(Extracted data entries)

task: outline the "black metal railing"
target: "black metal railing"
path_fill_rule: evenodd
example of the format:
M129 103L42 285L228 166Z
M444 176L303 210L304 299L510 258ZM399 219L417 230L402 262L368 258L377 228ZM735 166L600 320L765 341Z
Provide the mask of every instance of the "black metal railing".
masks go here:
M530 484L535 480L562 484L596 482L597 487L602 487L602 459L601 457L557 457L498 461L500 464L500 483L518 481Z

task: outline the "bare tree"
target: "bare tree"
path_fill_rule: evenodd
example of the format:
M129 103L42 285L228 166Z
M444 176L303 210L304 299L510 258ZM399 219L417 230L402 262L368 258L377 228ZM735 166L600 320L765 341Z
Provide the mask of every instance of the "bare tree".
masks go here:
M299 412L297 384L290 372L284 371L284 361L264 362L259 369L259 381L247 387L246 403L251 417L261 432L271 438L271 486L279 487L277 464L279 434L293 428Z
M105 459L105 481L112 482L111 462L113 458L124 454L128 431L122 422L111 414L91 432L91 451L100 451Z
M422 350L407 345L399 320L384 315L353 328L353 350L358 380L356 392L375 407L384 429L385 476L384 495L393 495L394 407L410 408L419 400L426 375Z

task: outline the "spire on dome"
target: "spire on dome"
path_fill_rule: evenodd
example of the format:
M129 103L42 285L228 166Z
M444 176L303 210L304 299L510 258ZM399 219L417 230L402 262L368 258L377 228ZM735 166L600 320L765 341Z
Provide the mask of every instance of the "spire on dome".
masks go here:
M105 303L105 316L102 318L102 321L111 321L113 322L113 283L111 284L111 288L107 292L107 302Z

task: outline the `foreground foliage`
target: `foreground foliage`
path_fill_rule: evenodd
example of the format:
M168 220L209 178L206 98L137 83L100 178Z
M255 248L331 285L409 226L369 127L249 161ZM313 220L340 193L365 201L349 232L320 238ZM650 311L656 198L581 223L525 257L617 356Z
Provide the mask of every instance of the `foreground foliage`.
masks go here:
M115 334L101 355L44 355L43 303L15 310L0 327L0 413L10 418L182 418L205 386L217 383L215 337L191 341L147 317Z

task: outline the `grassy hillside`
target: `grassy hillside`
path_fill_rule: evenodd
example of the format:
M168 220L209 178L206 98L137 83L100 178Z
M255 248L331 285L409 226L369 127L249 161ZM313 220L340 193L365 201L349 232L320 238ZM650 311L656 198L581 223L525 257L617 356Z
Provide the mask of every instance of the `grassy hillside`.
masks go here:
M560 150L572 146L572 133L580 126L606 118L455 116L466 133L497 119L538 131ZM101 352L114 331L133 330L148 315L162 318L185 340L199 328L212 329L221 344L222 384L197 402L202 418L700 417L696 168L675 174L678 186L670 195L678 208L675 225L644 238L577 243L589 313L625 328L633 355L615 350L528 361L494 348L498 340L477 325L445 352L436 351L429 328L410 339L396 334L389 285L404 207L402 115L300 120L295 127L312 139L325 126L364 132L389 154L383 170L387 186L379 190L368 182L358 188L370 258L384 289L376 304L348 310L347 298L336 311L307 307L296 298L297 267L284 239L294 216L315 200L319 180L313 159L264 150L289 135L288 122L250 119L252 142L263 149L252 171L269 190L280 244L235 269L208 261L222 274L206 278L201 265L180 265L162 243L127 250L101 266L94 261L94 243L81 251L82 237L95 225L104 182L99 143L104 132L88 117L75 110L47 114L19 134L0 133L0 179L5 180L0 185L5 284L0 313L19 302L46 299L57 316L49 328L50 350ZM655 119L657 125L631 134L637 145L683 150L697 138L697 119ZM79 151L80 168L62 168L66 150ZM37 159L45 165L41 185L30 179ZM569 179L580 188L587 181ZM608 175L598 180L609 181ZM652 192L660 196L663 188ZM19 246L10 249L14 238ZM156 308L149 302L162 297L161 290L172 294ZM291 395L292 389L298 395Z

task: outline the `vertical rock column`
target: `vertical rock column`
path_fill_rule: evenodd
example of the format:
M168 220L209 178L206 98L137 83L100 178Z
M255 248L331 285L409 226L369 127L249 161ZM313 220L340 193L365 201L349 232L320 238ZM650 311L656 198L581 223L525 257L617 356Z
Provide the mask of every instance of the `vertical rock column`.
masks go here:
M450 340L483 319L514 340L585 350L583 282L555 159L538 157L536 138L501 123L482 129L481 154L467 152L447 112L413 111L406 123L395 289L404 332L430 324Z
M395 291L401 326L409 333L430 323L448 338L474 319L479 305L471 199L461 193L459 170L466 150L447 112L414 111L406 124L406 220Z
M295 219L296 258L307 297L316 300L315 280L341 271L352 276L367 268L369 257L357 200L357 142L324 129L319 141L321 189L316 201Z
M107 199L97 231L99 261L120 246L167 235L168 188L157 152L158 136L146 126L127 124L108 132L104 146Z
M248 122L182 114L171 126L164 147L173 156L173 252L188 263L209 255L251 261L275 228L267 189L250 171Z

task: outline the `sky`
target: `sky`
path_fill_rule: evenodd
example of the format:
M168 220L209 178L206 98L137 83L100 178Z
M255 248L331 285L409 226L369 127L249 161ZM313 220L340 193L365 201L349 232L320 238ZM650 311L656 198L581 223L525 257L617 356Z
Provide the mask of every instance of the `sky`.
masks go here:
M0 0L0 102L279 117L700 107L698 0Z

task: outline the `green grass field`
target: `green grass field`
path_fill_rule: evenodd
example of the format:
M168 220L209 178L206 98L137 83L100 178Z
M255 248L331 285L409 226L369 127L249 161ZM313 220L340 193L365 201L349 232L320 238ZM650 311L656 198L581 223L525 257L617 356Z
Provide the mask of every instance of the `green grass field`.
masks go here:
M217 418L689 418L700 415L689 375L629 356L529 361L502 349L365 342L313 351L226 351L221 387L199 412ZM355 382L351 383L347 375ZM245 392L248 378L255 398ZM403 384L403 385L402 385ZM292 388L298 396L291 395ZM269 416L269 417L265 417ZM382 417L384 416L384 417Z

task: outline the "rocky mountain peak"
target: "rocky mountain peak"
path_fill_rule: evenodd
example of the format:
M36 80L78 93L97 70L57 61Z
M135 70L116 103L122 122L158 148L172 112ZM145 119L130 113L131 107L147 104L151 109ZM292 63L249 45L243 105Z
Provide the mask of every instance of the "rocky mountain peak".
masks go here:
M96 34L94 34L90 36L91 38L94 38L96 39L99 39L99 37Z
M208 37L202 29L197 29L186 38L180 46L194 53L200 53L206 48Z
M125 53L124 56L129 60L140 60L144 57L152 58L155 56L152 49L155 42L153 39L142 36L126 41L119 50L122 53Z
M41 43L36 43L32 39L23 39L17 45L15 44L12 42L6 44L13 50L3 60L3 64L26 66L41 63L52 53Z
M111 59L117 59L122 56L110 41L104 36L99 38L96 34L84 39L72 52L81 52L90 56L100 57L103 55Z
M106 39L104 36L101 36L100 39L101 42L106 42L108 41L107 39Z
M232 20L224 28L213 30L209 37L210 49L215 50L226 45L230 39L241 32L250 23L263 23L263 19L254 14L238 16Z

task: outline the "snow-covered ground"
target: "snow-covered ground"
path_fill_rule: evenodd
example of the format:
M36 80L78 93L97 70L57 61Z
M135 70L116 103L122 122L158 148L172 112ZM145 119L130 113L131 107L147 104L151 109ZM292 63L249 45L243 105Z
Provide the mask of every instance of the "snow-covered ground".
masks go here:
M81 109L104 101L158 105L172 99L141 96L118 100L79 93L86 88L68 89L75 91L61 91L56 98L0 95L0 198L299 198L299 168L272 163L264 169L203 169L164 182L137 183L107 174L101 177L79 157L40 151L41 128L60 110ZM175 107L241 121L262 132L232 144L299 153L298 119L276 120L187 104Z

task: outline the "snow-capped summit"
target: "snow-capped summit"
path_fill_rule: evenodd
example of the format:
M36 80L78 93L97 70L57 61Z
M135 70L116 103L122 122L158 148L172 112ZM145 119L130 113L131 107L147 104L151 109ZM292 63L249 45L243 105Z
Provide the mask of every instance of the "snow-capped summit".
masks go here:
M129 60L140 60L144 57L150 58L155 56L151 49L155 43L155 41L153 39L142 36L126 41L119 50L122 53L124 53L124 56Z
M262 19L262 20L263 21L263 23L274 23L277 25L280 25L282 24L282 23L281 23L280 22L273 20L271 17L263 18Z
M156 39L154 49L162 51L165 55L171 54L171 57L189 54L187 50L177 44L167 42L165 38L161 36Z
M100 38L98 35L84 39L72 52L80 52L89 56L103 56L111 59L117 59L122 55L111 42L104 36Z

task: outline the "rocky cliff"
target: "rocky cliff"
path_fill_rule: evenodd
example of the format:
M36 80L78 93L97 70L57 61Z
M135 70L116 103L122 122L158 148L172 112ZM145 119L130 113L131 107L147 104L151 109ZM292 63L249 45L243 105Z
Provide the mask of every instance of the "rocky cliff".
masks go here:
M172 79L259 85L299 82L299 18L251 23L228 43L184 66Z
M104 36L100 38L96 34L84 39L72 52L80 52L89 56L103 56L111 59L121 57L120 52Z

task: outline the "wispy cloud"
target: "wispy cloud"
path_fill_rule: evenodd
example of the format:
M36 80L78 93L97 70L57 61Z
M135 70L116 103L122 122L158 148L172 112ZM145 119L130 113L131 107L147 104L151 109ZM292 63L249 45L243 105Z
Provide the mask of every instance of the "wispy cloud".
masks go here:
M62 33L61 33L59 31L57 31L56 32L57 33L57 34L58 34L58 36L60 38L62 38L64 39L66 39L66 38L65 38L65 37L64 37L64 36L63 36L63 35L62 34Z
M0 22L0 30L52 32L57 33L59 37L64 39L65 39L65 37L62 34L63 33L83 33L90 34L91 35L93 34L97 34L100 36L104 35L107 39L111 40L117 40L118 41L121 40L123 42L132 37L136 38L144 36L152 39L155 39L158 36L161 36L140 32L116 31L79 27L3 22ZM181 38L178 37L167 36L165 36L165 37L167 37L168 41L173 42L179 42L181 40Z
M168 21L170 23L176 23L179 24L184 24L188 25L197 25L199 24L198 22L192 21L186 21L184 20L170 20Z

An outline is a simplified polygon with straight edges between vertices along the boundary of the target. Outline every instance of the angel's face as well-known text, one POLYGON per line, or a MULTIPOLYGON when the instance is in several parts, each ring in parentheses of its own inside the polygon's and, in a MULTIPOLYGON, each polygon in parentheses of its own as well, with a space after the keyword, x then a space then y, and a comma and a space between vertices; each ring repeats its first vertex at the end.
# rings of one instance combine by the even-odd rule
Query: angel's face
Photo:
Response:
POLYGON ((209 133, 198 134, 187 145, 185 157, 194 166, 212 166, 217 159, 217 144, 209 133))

## [DIRECTION]
Quote everything from the very beginning of the material down to the line that contains "M422 350L407 345L399", with both ends included, and nothing else.

## [RESPONSE TO THE EXERCISE]
task: outline the "black metal railing"
target: "black metal railing"
path_fill_rule: evenodd
example of the format:
M129 103L42 285L228 166Z
M444 176L303 210L304 299L510 258ZM399 219L417 230L402 262L368 258L377 228ZM735 166L600 320L765 341Z
Provide the mask of every instance of the "black metal railing".
masks go here:
M530 484L535 480L562 484L596 482L597 487L602 487L602 459L601 457L557 457L498 461L500 464L500 483L518 481Z

task: outline the "bare tree"
target: "bare tree"
path_fill_rule: evenodd
example of the format:
M129 103L42 285L228 166Z
M444 176L303 210L304 299L510 258ZM399 219L417 230L402 262L368 258L377 228ZM735 166L600 320L765 341Z
Provide the mask of every instance of the "bare tree".
masks go here:
M299 412L297 384L290 372L284 371L284 361L264 362L259 369L259 381L247 387L246 403L251 417L261 432L271 438L271 486L279 487L277 464L279 434L293 428Z
M105 459L105 481L112 482L111 462L113 458L124 454L128 431L122 422L111 414L91 432L91 451L100 451Z
M422 350L407 345L399 320L384 315L353 328L353 350L358 380L356 392L375 407L384 429L385 476L384 495L393 495L394 407L410 408L419 400L426 375Z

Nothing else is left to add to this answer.